# GIVEN TASK:
Update every one of the following lines by replacing "marker" with "point" wherever it occurs, and keep everything else the same.

# RECORDED INFORMATION:

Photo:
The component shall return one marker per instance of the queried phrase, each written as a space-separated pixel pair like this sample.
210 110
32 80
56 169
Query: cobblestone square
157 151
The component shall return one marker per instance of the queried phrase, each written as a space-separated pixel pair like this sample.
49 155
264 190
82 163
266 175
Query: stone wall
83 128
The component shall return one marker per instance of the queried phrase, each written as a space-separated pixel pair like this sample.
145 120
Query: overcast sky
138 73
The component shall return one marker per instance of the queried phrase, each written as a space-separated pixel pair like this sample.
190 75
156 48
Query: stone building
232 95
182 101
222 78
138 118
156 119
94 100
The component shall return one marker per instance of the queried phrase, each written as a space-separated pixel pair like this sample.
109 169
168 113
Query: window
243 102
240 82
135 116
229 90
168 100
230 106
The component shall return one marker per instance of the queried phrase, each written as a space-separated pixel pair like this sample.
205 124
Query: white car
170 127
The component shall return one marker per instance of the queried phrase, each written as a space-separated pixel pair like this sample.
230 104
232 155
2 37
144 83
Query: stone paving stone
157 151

# SOLUTION TO THE EXERCISE:
Photo:
The component shall return one point per instance of the queried phrase, each written as a space-separated pixel pair like this sample.
210 110
32 80
56 169
Query: cobblestone square
157 151
The component shall return one point per instance of the queried phrase, each written as a space-separated pixel pair like this sample.
49 155
264 190
82 163
266 175
Query: stone wall
83 128
The component shall return one point per instance of the queried phrase, each written as a space-separated pixel pair like this sample.
145 120
Query: overcast sky
138 73
The component shall return one point per instance of the queried phrase, each written as a space-separated pixel pair like this sample.
190 75
156 48
Query: stone building
232 95
182 101
222 78
138 118
156 119
94 100
The component shall return one point per instance of the queried phrase, each written as a space-separated pixel pair like this sample.
109 169
168 113
Query: window
243 102
240 82
135 116
229 90
168 100
230 106
The component shall return one point per instance of the queried phrase, each written as a space-separated pixel pair like this sample.
205 124
Query: white car
170 127
The component shall return one point per instance of the queried phrase, each written as a space-separated pixel pair like this sample.
230 104
232 155
2 37
144 83
Query: stone paving stone
157 151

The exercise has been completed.